<<<<

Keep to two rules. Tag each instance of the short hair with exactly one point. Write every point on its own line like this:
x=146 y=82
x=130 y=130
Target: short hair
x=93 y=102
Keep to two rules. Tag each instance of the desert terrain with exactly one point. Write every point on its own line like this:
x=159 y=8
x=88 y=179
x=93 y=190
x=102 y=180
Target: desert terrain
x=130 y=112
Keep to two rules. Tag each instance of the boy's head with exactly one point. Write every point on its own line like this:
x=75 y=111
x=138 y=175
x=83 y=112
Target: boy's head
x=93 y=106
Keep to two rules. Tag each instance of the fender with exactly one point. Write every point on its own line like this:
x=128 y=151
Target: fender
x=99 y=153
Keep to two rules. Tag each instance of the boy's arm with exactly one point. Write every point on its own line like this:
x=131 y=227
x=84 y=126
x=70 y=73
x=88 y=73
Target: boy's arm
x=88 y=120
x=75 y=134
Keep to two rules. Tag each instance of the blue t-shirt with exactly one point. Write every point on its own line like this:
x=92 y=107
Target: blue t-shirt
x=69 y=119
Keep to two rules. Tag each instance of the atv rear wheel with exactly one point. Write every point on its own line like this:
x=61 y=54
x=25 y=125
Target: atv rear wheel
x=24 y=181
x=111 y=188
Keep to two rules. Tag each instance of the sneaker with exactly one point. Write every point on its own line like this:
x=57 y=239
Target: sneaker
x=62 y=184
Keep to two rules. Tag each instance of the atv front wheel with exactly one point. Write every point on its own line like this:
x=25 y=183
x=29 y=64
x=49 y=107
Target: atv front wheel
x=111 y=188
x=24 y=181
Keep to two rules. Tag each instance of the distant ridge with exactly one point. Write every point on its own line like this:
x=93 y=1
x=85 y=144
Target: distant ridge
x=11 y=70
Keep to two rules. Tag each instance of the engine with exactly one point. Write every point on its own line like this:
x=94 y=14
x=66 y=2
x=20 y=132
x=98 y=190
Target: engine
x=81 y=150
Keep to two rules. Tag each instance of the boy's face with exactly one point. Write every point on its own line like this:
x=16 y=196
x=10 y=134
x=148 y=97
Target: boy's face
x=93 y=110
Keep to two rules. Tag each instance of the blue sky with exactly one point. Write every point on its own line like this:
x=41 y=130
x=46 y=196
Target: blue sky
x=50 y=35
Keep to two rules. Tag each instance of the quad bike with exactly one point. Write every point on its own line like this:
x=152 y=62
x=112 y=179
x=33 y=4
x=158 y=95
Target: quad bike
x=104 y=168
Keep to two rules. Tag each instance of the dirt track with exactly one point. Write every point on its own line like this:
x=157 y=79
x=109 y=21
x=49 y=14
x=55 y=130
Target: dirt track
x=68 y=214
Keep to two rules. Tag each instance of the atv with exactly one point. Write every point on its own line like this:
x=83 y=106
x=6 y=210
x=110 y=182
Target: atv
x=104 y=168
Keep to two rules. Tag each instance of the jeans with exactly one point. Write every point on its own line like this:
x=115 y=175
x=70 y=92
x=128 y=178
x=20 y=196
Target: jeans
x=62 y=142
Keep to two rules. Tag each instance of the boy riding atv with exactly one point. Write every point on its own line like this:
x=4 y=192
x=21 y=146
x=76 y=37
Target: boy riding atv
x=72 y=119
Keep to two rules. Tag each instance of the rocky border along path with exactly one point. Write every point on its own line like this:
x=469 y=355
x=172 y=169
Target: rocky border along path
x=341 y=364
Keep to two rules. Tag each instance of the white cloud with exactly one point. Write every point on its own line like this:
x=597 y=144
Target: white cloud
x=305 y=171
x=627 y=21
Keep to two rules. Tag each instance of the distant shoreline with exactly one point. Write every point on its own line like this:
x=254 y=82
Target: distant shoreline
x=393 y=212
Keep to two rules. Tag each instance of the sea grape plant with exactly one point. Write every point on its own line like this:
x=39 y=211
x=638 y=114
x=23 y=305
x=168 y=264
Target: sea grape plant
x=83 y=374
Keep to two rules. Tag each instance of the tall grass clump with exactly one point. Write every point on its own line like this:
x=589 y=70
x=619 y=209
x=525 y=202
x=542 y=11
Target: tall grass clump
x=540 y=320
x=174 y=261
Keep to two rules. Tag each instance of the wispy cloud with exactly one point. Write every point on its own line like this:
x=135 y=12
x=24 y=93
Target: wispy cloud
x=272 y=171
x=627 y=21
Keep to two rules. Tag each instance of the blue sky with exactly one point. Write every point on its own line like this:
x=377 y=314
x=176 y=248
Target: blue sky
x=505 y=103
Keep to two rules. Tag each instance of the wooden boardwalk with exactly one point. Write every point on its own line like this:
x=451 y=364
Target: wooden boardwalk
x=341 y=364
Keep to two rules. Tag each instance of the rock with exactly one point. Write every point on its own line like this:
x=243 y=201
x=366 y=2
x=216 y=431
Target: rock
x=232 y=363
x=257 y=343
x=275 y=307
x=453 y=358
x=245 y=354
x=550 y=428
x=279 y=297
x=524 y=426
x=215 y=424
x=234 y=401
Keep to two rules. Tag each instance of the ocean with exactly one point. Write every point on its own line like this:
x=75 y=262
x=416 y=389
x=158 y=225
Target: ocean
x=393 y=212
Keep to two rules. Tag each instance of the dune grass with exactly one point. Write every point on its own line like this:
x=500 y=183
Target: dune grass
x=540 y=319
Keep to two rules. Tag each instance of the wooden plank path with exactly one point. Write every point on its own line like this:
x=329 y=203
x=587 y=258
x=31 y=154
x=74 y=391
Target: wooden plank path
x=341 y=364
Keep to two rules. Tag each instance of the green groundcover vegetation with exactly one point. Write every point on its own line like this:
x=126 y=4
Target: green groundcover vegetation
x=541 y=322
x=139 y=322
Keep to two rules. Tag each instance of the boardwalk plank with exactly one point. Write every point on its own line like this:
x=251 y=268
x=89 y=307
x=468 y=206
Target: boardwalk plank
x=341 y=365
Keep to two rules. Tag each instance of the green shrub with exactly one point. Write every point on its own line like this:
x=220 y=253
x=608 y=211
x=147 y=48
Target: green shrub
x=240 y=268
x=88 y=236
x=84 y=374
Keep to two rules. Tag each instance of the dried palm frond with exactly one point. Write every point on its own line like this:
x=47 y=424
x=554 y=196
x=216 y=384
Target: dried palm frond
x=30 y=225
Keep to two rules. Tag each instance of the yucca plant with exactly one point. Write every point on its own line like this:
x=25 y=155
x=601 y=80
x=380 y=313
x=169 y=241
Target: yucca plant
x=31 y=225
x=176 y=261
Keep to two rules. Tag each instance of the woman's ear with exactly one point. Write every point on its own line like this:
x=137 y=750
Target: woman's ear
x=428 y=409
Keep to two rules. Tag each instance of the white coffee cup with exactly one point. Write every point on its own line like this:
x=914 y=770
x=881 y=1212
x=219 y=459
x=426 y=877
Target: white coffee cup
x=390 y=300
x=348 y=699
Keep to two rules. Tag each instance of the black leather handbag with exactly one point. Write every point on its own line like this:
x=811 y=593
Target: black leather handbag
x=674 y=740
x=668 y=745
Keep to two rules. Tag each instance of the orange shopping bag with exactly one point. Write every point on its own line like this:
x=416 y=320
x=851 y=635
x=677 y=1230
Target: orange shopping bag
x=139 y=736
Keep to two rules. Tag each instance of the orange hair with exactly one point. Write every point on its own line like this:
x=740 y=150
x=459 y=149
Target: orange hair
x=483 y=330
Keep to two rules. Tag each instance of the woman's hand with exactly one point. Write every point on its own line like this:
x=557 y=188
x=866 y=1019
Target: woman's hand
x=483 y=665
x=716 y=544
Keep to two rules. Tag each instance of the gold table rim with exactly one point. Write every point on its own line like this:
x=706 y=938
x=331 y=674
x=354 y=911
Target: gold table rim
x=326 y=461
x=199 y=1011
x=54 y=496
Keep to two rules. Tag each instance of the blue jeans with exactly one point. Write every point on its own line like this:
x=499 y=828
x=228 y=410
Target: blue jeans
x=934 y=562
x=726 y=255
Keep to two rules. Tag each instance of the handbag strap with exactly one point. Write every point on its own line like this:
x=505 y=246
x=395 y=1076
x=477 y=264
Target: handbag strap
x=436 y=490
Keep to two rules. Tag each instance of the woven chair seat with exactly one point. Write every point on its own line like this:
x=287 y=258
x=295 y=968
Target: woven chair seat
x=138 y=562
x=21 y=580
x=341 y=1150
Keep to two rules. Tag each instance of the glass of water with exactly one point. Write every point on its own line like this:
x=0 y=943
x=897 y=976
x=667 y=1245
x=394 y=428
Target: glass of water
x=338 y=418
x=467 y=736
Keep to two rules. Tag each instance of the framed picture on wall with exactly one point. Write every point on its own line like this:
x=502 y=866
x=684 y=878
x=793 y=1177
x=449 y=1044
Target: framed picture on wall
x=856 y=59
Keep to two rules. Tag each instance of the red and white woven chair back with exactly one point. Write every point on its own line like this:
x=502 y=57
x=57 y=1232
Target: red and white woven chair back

>>>>

Starting with the line that contains "Keep to two rules. Tag each instance of the woven", return each line through the last one of the data above, exactly as written and nothing more.

Keep to two rules. Tag each instance of the woven chair seat with exactly one point. Write every point on its own line like this:
x=287 y=258
x=295 y=968
Target: woven chair seat
x=138 y=562
x=21 y=580
x=341 y=1150
Keep to two rules. Tag each instance of the glass of water with exactly one point. Write every point on its own line like this:
x=0 y=943
x=897 y=976
x=667 y=1245
x=394 y=428
Target: glass of water
x=338 y=418
x=467 y=736
Keep to two rules. Tag each instance of the framed picture on wall with exactly one point. Write every point on its own line like this:
x=502 y=866
x=684 y=878
x=793 y=1177
x=449 y=1044
Target: framed picture on wall
x=856 y=59
Keep to two rules. Tag each instance of the red and white woven chair back with exactly one point. Write every point on its own line like this:
x=502 y=57
x=57 y=1232
Target: red and white woven chair back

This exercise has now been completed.